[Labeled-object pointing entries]
[Begin]

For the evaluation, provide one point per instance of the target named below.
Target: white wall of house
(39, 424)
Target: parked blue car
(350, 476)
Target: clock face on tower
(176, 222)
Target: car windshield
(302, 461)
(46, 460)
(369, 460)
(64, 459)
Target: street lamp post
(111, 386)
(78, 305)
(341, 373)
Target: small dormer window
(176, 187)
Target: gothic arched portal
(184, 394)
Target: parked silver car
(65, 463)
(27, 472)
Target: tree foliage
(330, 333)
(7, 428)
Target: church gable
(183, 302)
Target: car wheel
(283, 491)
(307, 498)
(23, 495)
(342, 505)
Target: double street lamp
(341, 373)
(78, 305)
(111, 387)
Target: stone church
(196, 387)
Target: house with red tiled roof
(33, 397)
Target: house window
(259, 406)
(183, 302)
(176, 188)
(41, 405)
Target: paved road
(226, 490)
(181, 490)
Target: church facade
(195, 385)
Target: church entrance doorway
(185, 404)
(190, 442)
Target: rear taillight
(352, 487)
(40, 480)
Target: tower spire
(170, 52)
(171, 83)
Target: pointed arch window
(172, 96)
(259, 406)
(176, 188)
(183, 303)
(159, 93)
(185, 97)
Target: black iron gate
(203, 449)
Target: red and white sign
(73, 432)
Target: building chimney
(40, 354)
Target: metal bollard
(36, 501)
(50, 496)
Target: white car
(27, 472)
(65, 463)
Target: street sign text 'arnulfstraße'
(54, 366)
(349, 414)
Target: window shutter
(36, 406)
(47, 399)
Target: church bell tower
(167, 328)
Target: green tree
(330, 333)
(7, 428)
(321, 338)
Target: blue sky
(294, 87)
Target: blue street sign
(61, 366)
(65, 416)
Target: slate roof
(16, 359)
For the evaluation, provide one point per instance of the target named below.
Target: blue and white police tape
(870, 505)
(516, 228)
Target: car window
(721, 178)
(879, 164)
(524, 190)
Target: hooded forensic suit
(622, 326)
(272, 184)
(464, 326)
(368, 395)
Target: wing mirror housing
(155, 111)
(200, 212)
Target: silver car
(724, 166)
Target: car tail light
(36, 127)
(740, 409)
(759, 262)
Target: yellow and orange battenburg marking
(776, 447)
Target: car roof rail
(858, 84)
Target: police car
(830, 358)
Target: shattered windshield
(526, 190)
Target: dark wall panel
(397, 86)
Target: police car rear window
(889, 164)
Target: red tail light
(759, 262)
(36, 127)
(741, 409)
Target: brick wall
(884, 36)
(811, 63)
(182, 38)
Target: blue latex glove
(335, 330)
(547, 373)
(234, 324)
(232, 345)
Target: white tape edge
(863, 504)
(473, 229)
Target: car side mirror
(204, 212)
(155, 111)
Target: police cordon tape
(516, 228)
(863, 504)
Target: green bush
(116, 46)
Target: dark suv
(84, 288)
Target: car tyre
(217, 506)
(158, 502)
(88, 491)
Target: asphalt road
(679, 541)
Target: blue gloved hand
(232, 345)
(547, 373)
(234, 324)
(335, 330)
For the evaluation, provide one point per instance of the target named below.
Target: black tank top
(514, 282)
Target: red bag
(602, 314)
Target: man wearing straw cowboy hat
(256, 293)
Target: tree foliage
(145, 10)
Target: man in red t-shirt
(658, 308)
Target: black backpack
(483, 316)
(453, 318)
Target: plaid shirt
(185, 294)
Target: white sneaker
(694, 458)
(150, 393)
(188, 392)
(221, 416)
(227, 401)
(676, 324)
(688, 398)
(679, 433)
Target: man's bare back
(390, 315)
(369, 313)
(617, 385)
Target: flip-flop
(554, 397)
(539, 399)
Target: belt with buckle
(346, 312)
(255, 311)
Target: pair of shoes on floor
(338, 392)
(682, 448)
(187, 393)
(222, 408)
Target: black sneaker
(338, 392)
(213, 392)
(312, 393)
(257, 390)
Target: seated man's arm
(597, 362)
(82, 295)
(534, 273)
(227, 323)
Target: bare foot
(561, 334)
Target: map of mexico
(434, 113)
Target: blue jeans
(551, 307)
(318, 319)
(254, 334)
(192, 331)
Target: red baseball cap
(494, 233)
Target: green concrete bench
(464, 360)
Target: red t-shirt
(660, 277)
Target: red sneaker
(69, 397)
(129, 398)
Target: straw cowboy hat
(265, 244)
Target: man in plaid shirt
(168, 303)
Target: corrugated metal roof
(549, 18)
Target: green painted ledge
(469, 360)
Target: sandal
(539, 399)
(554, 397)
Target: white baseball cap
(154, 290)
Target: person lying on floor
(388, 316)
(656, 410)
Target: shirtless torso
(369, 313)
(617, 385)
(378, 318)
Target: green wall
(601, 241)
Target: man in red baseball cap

[End]

## STATED PROBLEM
Edit the data from the line containing "Target: man in plaid shirt" down to the final line, changing "corrugated metal roof" to "corrugated tin roof" and leaving all else unchanged.

## CORRECT RESULT
Target: man in plaid shirt
(168, 303)
Target: corrugated tin roof
(549, 18)
Target: green painted ledge
(469, 360)
Target: sandal
(539, 399)
(554, 397)
Target: white baseball cap
(154, 290)
Target: person lying on floor
(388, 316)
(656, 410)
Target: shirtless torso
(369, 313)
(617, 385)
(378, 318)
Target: green wall
(601, 241)
Target: man in red baseball cap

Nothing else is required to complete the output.